** Prompt a **
Count the lines in the listing below that contain the string "trim", and give only the number.

** Text **
══════════════════════════════
The prospectus supplement with respect to any offering of securities will include the following information:
● | the terms of the offering; |
● | the names of any underwriters or agents; |
● | the names of and number of shares of our Common Stock being sold by any selling security holders |
● | the name or names of any managing underwriter or underwriters; |
● | the purchase price or initial public offering price of the securities; |
● | the net proceeds from the sale of the securities; |
● | any delayed delivery arrangements; |
● | any underwriting discounts, commissions and other items constituting underwriters’ compensation; |
● | any discounts or concessions allowed or re-allowed or paid to brokers; |
● | any commissions paid to agents; and |
● | any securities exchange on which the securities may be listed. |
Sale through Underwriters or Broker-Dealers
If underwriters are used in the sale, the underwriters may resell the securities from time to time in one or more transactions, including negotiated transactions, at a fixed public offering price or at varying prices determined at the time of sale. Underwriters may offer securities to the public either through underwriting syndicates represented by one or more managing underwriters or directly by one or more firms acting as underwriters. Unless we inform you otherwise in the applicable prospectus supplement, the obligations of the underwriters to purchase the securities will be subject to certain conditions, and the underwriters will be obligated to purchase all of the offered securities if they purchase any of them. The underwriters may change from time to time any initial public offering price and any discounts or concessions allowed or re-allowed or paid to brokers.
══════════════════════════════
** Data to process **
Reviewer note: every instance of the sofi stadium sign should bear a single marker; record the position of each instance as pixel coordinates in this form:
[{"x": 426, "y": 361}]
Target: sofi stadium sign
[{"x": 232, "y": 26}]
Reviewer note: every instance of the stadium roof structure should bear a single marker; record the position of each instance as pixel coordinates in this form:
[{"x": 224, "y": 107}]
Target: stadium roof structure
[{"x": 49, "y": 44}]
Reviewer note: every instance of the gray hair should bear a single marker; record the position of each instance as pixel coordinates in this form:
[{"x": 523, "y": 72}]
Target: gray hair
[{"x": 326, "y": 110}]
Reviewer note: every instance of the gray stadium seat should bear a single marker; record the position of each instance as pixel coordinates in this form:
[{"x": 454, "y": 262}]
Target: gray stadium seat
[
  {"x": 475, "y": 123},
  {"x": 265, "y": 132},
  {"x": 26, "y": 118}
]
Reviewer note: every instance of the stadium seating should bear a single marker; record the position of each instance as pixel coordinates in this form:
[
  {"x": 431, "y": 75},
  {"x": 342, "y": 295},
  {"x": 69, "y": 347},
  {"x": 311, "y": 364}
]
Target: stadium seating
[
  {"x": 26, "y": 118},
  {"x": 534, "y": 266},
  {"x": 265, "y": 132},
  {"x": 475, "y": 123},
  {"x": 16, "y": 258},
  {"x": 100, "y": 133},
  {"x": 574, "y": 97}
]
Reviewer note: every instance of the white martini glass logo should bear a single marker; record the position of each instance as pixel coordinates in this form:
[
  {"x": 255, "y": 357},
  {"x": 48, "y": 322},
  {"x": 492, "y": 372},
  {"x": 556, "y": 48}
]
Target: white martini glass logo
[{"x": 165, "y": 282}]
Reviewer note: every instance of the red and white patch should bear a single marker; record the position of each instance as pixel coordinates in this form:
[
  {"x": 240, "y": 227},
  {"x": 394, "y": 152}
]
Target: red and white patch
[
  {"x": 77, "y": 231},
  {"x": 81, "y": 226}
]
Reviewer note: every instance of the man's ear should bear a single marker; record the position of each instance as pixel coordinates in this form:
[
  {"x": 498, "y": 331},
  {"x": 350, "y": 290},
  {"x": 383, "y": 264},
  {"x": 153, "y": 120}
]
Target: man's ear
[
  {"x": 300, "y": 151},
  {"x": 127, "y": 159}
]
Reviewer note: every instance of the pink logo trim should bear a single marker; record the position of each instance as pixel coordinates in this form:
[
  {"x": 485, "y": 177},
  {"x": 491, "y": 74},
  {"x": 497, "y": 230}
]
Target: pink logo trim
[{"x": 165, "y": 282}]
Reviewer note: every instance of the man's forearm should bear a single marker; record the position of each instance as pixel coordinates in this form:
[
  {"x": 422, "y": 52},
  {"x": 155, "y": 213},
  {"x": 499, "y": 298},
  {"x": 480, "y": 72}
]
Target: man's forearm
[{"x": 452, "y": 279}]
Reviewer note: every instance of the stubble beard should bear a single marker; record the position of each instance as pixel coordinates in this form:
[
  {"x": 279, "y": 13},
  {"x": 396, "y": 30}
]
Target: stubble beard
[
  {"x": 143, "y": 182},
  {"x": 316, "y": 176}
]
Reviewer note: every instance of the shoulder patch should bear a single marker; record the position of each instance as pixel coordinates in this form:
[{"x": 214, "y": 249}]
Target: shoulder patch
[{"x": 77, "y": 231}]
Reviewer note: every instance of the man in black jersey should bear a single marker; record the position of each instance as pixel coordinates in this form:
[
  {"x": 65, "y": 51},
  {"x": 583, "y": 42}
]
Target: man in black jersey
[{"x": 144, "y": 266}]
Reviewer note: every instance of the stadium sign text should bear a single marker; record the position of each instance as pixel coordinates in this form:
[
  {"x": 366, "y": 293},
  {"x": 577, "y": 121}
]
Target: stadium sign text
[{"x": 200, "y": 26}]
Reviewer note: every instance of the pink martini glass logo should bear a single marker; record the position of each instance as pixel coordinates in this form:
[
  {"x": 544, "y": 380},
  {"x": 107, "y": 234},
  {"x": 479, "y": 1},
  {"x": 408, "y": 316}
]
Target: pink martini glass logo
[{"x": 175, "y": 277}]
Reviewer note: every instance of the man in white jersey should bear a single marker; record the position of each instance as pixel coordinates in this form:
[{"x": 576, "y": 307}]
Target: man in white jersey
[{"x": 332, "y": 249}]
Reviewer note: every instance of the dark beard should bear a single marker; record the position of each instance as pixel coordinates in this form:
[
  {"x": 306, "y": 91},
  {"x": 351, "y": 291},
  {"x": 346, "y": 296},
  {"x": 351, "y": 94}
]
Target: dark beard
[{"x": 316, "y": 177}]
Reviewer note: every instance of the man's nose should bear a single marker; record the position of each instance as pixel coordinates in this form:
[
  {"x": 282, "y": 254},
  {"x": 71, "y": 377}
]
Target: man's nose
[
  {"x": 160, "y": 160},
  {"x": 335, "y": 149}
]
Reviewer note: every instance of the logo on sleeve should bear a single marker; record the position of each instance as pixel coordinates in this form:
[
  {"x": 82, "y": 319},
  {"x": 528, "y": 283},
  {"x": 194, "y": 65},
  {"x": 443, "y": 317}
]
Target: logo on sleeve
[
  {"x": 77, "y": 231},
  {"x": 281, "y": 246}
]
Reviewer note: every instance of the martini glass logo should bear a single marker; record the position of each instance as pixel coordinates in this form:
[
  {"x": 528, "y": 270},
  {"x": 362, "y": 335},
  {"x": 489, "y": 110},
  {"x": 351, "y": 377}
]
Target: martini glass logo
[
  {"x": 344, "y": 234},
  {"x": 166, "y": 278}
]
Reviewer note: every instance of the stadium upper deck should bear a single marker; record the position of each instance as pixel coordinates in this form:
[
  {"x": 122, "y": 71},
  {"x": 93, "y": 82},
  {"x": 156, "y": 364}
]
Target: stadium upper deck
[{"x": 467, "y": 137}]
══════════════════════════════
** Prompt b **
Please reproduce the whole underwriting passage above word for word.

** Full solution a **
2

** Full solution b **
The prospectus supplement with respect to any offering of securities will include the following information:
● | the terms of the offering; |
● | the names of any underwriters or agents; |
● | the names of and number of shares of our Common Stock being sold by any selling security holders |
● | the name or names of any managing underwriter or underwriters; |
● | the purchase price or initial public offering price of the securities; |
● | the net proceeds from the sale of the securities; |
● | any delayed delivery arrangements; |
● | any underwriting discounts, commissions and other items constituting underwriters’ compensation; |
● | any discounts or concessions allowed or re-allowed or paid to brokers; |
● | any commissions paid to agents; and |
● | any securities exchange on which the securities may be listed. |
Sale through Underwriters or Broker-Dealers
If underwriters are used in the sale, the underwriters may resell the securities from time to time in one or more transactions, including negotiated transactions, at a fixed public offering price or at varying prices determined at the time of sale. Underwriters may offer securities to the public either through underwriting syndicates represented by one or more managing underwriters or directly by one or more firms acting as underwriters. Unless we inform you otherwise in the applicable prospectus supplement, the obligations of the underwriters to purchase the securities will be subject to certain conditions, and the underwriters will be obligated to purchase all of the offered securities if they purchase any of them. The underwriters may change from time to time any initial public offering price and any discounts or concessions allowed or re-allowed or paid to brokers.